**Instructions for the task**
Check every line of the data for the string "below" and copy the ones that have it.

**Dataset**
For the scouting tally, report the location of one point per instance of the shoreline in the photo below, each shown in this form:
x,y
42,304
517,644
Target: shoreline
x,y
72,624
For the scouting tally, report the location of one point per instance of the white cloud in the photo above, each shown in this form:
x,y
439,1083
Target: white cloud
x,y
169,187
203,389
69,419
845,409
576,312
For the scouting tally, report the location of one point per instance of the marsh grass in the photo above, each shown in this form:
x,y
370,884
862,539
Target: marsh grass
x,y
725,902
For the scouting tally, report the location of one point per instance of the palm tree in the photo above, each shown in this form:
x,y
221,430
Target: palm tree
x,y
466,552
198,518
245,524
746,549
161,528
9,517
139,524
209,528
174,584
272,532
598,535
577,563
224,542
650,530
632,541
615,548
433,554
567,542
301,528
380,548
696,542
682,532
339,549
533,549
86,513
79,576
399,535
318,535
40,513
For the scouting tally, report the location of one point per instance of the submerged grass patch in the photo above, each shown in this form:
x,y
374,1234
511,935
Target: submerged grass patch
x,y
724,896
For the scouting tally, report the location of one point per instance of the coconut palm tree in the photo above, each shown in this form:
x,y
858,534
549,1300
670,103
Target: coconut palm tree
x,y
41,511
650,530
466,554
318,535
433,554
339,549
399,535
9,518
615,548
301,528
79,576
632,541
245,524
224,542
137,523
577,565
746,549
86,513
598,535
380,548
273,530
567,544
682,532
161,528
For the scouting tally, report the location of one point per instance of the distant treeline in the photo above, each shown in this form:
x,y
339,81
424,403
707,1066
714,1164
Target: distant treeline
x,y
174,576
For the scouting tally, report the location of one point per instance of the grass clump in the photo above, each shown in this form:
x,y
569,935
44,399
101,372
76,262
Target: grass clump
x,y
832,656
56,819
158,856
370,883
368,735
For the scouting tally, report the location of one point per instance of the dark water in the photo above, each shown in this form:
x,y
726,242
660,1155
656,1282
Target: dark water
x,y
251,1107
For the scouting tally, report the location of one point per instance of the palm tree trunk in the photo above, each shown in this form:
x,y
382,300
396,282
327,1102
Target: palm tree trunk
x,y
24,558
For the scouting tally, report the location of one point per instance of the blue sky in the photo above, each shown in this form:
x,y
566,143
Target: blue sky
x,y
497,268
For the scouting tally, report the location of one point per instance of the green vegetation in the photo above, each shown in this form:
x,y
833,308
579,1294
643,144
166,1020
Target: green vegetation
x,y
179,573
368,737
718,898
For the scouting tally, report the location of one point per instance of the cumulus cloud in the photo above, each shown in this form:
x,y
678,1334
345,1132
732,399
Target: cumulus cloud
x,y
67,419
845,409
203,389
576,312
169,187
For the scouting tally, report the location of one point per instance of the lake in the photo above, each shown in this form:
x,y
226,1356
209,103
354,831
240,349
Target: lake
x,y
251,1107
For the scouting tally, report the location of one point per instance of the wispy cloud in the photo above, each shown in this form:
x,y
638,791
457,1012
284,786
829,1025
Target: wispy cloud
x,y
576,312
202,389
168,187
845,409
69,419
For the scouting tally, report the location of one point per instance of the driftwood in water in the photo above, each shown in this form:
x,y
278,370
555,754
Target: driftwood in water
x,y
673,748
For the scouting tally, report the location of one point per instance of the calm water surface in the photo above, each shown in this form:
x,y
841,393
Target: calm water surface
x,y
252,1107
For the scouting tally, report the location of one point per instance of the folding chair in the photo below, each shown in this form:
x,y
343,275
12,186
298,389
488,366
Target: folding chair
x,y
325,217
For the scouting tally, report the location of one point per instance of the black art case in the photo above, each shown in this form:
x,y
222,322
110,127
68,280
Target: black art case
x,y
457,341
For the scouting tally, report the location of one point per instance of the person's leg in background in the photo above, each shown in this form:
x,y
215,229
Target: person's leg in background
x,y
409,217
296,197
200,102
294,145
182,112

**Answer space**
For the scouting tally, report the location of one point per instance of the shoreline in the photo below, each shown in this form:
For the scouting tally, report the location of one point per instance of the folding chair in the photo below, each shown in this form:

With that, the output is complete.